• [PROBLEM TO WORK ON]:
Copy out the entries that follow. Leave none out.

• [SOURCE DATA]:
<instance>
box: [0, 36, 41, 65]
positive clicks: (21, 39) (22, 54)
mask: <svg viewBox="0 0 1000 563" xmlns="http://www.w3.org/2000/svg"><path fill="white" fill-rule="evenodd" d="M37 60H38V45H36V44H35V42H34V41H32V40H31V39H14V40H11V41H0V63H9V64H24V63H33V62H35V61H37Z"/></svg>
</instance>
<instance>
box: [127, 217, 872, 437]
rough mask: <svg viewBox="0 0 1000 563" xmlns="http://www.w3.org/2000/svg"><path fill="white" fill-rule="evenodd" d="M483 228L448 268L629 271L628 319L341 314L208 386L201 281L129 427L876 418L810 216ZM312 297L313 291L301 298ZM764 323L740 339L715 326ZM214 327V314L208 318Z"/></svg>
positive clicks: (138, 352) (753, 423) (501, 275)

• [PROBLEM SOLUTION]:
<instance>
box: [0, 36, 41, 65]
positive clicks: (21, 39) (22, 54)
mask: <svg viewBox="0 0 1000 563" xmlns="http://www.w3.org/2000/svg"><path fill="white" fill-rule="evenodd" d="M37 60H38V45H36V44H35V42H34V41H32V40H31V39H14V40H11V41H0V63H9V64H24V63H33V62H35V61H37Z"/></svg>
</instance>
<instance>
box: [127, 217, 872, 437]
rough mask: <svg viewBox="0 0 1000 563" xmlns="http://www.w3.org/2000/svg"><path fill="white" fill-rule="evenodd" d="M483 228L448 268L629 271L628 319L341 314L208 386L201 281L129 427L876 418L810 216ZM312 297L313 291L301 298ZM764 323L740 339L715 326ZM214 327V314L208 318Z"/></svg>
positive clicks: (138, 352) (753, 423) (501, 275)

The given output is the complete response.